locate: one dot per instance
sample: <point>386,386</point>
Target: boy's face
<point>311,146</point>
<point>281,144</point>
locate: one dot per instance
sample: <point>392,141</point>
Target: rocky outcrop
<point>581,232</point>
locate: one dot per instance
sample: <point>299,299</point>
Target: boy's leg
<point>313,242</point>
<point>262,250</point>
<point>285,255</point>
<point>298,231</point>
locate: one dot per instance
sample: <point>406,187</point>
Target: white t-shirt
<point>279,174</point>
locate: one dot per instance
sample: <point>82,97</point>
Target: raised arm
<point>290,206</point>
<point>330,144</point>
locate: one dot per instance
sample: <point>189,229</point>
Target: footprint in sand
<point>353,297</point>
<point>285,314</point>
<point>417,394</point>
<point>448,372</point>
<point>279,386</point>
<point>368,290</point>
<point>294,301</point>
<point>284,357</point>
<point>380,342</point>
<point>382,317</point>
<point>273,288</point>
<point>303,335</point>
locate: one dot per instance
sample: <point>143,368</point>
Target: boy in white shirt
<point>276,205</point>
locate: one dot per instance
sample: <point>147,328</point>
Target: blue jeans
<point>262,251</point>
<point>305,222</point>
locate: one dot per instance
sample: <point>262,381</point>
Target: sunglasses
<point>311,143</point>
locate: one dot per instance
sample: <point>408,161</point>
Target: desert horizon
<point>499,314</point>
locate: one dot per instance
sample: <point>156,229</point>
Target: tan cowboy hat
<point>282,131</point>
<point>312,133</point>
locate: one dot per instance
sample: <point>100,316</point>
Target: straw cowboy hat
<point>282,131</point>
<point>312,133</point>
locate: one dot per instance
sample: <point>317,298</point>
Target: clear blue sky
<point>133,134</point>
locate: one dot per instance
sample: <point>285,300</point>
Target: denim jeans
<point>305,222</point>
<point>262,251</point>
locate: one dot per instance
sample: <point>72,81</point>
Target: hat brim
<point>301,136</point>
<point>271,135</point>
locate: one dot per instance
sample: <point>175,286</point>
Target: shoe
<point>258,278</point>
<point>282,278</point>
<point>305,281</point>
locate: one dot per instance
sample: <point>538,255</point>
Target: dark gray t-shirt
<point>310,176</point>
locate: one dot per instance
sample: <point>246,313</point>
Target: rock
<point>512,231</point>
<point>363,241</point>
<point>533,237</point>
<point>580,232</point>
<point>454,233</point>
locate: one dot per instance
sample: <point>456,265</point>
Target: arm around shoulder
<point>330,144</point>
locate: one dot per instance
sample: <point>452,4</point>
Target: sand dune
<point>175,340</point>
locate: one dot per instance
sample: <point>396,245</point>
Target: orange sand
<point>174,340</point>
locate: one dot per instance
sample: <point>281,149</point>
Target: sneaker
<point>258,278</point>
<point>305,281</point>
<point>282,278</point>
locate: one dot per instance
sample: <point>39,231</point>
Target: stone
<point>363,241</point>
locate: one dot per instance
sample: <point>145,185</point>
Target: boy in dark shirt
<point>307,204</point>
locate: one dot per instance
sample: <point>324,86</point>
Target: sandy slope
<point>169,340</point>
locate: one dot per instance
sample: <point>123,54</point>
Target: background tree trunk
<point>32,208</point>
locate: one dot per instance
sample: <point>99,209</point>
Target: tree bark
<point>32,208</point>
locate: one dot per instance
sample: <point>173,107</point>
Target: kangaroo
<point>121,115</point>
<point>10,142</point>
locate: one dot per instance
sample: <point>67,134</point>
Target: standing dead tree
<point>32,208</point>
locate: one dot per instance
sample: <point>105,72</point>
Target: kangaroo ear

● **Exercise task**:
Recast every line of the listing above as a JSON list of strings, one string per line, with blank lines left out.

● **Right answer**:
[
  "locate: one dot per instance",
  "sample: <point>386,386</point>",
  "Target: boy's face",
  "<point>311,146</point>",
  "<point>281,144</point>",
  "locate: one dot per instance",
  "sample: <point>392,141</point>",
  "Target: rocky outcrop",
  "<point>581,232</point>",
  "locate: one dot per instance",
  "sample: <point>299,299</point>",
  "Target: boy's leg",
  "<point>313,242</point>",
  "<point>262,250</point>",
  "<point>285,255</point>",
  "<point>298,231</point>",
  "locate: one dot per instance",
  "sample: <point>406,187</point>",
  "Target: white t-shirt",
  "<point>279,174</point>",
  "locate: one dot per instance",
  "sample: <point>82,97</point>",
  "Target: raised arm",
  "<point>290,206</point>",
  "<point>330,144</point>",
  "locate: one dot per instance",
  "sample: <point>189,229</point>",
  "Target: footprint in sand",
  "<point>353,297</point>",
  "<point>285,314</point>",
  "<point>417,394</point>",
  "<point>448,372</point>",
  "<point>279,386</point>",
  "<point>368,290</point>",
  "<point>294,301</point>",
  "<point>284,357</point>",
  "<point>380,342</point>",
  "<point>382,317</point>",
  "<point>273,288</point>",
  "<point>303,335</point>",
  "locate: one dot per instance",
  "sample: <point>143,368</point>",
  "Target: boy in white shirt",
  "<point>276,205</point>",
  "locate: one dot per instance",
  "sample: <point>147,328</point>",
  "Target: blue jeans",
  "<point>262,251</point>",
  "<point>305,222</point>",
  "locate: one dot per instance",
  "sample: <point>262,381</point>",
  "Target: sunglasses",
  "<point>311,143</point>",
  "locate: one dot per instance",
  "sample: <point>408,161</point>",
  "Target: desert horizon",
  "<point>499,314</point>",
  "locate: one dot per instance",
  "sample: <point>156,229</point>",
  "Target: tan cowboy hat",
  "<point>282,131</point>",
  "<point>312,133</point>",
  "locate: one dot per instance",
  "sample: <point>100,316</point>",
  "Target: straw cowboy hat",
  "<point>282,131</point>",
  "<point>312,133</point>",
  "locate: one dot per instance",
  "sample: <point>317,298</point>",
  "Target: clear blue sky",
  "<point>133,134</point>",
  "locate: one dot per instance",
  "sample: <point>285,300</point>",
  "Target: denim jeans",
  "<point>305,222</point>",
  "<point>262,251</point>",
  "locate: one dot per instance",
  "sample: <point>72,81</point>",
  "Target: hat brim",
  "<point>301,136</point>",
  "<point>271,135</point>",
  "locate: one dot per instance",
  "sample: <point>175,286</point>",
  "Target: shoe",
  "<point>258,278</point>",
  "<point>282,278</point>",
  "<point>305,281</point>",
  "locate: one dot per instance",
  "sample: <point>538,255</point>",
  "Target: dark gray t-shirt",
  "<point>310,176</point>",
  "locate: one dot per instance",
  "sample: <point>246,313</point>",
  "Target: rock",
  "<point>512,231</point>",
  "<point>363,241</point>",
  "<point>533,237</point>",
  "<point>580,232</point>",
  "<point>454,233</point>",
  "locate: one dot per instance",
  "sample: <point>456,265</point>",
  "Target: arm around shoulder",
  "<point>330,144</point>",
  "locate: one dot per instance",
  "sample: <point>452,4</point>",
  "Target: sand dune",
  "<point>175,340</point>",
  "locate: one dot per instance",
  "sample: <point>396,245</point>",
  "Target: orange sand",
  "<point>174,340</point>",
  "locate: one dot per instance",
  "sample: <point>281,149</point>",
  "Target: sneaker",
  "<point>258,278</point>",
  "<point>305,281</point>",
  "<point>282,278</point>",
  "locate: one dot per instance",
  "sample: <point>39,231</point>",
  "Target: stone",
  "<point>363,241</point>",
  "locate: one dot per instance",
  "sample: <point>145,185</point>",
  "Target: boy in dark shirt",
  "<point>307,204</point>",
  "locate: one dot per instance",
  "sample: <point>324,86</point>",
  "Target: sandy slope",
  "<point>169,340</point>",
  "locate: one dot per instance",
  "sample: <point>123,54</point>",
  "Target: background tree trunk",
  "<point>32,208</point>",
  "locate: one dot per instance",
  "sample: <point>99,209</point>",
  "Target: tree bark",
  "<point>32,208</point>",
  "locate: one dot per instance",
  "sample: <point>173,107</point>",
  "Target: kangaroo",
  "<point>121,115</point>",
  "<point>10,142</point>",
  "locate: one dot per instance",
  "sample: <point>67,134</point>",
  "Target: standing dead tree",
  "<point>32,208</point>",
  "locate: one dot per instance",
  "sample: <point>105,72</point>",
  "Target: kangaroo ear"
]